## DOCUMENT TEXT
================
How AI learned new words through baby's 'eyes and ears'
Scientists have made a breakthrough in teaching an artificial intelligence (AI) model to learn words using 61 hours of audiovisual footage from a toddler's head-mounted camera. The study featured in Science indicates that learning a language might be easier than we thought. Brenden Lake—the study's senior author and an associate professor at New York University—said, "We showed, for the first time, that you can train an AI model to learn words through the eyes and ears of a single child."
AI model
The research team used a machine-learning model with a vision encoder and a text encoder to process images and written language for AI understanding. They fed the model still frames from the toddler's camera footage along with transcribed text from the audio. This method allowed the AI to connect words with objects and visuals, much like how children learn.
Training method
In training the model, the researchers utilized more than 60 hours of video/audio recordings captured through the lightweight head gadget worn by the child. The gadget was intermittently worn by the toddler from the age of six months until their second birthday. Throughout this 19-month period, the device amassed over 600,000 video frames correlated with over 37,500 transcribed utterances from people in proximity. The capture of ambient conversations and video frames offered insight into a growing child's daily experiences.
Testing and results
To test the AI model, researchers used a method similar to evaluating children's language learning. The AI was shown four images from the training set and asked to identify a specific object, like a ball. The baby cam-trained model achieved 61.6% accuracy, better than random guesses. It also identified objects in new images not in the toddler's recordings, showing its ability to apply what it learned. The paper's lead author, Wai Keen Vong, said, "We were quite surprised by that."
================
## AVAILABLE DATA
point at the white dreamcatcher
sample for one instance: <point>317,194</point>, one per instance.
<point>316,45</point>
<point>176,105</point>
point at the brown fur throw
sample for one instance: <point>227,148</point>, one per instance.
================
## WORK ORDER 1
Reproduce the stretch of the baby-cam AI article from "Training method" through "child's daily experiences.".
## WORK ORDER 2
Decide whether each statement agrees with the baby-cam AI article, answering yes or no and quoting the deciding words: (a) the footage came from a camera mounted on the toddler's head; (b) the toddler wore the recording device continuously from birth; (c) the model was tested by picking out an object from among four images.

## WRITTEN RESPONSE 1
Training method
In training the model, the researchers utilized more than 60 hours of video/audio recordings captured through the lightweight head gadget worn by the child. The gadget was intermittently worn by the toddler from the age of six months until their second birthday. Throughout this 19-month period, the device amassed over 600,000 video frames correlated with over 37,500 transcribed utterances from people in proximity. The capture of ambient conversations and video frames offered insight into a growing child's daily experiences.

## WRITTEN RESPONSE 2
(a) Yes: "a toddler's head-mounted camera"
(b) No: "The gadget was intermittently worn by the toddler from the age of six months until their second birthday."
(c) Yes: "The AI was shown four images from the training set and asked to identify a specific object"